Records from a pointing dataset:
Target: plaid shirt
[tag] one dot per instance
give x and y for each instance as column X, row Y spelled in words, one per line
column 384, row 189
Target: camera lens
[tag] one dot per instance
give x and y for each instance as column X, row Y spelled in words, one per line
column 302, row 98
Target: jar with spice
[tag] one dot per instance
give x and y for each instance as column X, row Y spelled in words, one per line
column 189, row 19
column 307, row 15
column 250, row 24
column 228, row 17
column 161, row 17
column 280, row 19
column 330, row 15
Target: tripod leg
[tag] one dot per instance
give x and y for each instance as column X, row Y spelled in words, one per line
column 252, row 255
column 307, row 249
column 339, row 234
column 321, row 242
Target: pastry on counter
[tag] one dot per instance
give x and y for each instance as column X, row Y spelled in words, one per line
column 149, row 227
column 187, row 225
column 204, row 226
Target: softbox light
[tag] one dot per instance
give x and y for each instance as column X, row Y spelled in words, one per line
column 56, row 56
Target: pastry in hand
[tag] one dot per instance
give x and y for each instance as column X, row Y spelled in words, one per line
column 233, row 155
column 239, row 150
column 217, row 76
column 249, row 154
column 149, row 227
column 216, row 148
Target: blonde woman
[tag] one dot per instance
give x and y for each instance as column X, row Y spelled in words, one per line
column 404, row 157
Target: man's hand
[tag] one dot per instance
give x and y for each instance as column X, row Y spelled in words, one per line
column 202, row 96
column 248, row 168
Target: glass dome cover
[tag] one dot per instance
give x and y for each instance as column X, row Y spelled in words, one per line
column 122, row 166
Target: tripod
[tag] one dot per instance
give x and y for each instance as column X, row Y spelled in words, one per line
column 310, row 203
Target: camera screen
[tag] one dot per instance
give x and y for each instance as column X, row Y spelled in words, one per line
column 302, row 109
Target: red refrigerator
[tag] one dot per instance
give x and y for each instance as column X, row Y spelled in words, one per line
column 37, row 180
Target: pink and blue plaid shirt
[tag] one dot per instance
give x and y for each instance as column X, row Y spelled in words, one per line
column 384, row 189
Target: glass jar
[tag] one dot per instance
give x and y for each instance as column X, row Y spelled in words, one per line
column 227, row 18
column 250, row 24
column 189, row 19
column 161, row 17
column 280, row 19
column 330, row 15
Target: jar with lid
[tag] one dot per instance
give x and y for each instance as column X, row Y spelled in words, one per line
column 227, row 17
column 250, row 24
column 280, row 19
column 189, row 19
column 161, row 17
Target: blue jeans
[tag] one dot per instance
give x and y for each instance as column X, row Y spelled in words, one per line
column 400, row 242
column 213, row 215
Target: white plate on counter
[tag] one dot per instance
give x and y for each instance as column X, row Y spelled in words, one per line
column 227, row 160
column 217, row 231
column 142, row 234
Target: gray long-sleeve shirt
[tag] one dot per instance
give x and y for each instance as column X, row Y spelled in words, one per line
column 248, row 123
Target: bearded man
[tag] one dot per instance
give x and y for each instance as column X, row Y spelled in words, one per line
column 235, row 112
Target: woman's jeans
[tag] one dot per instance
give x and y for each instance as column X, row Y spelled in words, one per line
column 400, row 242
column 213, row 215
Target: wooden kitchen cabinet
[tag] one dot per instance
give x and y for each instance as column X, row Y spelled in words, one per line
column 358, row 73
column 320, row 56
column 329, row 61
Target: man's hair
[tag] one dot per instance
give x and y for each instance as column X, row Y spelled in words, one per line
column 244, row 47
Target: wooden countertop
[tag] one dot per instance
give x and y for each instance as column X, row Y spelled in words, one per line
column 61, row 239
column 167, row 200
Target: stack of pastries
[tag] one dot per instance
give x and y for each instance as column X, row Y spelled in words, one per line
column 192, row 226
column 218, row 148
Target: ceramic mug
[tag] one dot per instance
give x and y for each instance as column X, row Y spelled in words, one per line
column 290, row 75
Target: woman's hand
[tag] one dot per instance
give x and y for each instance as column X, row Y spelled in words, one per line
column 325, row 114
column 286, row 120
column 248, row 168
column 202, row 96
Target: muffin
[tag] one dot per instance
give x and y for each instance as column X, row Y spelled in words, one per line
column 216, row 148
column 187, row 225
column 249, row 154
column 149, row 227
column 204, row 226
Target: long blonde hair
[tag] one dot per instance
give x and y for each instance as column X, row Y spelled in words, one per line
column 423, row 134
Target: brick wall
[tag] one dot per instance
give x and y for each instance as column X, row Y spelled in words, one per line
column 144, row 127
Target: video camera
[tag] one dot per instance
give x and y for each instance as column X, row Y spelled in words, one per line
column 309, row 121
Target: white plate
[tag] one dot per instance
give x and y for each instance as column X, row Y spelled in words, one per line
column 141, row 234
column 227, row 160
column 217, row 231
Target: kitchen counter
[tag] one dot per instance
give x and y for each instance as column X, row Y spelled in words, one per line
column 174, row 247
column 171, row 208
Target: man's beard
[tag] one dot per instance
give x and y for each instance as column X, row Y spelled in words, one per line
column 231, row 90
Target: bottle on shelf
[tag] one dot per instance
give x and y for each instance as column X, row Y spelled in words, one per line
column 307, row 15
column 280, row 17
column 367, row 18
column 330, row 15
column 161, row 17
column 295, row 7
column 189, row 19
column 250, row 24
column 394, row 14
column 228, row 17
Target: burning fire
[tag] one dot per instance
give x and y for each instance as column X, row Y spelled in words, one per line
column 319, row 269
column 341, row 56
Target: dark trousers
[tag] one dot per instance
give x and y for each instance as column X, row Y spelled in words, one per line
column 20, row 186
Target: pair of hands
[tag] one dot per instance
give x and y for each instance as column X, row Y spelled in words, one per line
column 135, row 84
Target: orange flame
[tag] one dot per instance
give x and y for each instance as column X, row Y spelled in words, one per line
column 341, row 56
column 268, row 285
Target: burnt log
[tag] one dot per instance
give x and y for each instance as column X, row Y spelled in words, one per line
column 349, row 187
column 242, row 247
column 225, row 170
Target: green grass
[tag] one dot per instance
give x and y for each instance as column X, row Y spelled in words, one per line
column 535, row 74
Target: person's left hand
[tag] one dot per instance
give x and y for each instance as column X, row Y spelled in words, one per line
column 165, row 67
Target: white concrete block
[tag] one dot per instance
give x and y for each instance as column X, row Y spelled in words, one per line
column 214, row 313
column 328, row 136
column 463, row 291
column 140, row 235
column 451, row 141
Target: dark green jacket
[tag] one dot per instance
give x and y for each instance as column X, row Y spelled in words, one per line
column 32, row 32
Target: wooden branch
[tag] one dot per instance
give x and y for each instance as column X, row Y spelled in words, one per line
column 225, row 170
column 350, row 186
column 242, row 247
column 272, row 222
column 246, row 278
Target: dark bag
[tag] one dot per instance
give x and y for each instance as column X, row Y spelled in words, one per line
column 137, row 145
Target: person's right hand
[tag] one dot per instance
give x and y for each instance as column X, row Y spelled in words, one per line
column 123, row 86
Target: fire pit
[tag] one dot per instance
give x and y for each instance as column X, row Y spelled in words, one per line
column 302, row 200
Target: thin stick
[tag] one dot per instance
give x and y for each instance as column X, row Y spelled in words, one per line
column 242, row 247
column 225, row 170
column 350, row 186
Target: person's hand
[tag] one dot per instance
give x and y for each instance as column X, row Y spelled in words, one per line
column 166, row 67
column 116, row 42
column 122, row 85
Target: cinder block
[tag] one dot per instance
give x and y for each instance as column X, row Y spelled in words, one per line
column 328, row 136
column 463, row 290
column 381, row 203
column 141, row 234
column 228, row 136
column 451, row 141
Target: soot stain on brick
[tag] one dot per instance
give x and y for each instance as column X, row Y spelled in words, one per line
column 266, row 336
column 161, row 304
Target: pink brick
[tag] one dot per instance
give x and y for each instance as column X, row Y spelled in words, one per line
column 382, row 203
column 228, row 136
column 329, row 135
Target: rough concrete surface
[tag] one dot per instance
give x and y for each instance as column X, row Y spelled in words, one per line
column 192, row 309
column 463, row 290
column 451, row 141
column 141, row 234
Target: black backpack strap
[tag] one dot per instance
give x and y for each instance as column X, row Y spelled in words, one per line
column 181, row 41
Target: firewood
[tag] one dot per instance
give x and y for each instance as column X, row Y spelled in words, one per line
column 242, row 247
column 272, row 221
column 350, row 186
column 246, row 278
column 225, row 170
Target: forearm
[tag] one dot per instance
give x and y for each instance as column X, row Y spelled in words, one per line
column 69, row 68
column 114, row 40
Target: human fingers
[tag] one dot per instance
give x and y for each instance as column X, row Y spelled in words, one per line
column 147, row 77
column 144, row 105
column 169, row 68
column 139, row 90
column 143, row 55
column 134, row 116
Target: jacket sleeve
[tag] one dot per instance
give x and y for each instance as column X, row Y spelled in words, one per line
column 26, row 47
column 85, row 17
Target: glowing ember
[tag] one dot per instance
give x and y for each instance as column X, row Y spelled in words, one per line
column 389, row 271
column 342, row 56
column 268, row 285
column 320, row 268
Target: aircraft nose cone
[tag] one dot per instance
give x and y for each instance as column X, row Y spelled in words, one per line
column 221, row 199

- [Short problem] Copy out the lines above word for word, starting at the first line and ending with the line that contains "column 302, row 98".

- [Task output]
Target: plaid shirt
[tag] one dot per instance
give x and y for each instance as column X, row Y spelled in words, one per line
column 384, row 189
Target: camera lens
[tag] one dot per instance
give x and y for each instance as column X, row Y spelled in words, one per line
column 302, row 98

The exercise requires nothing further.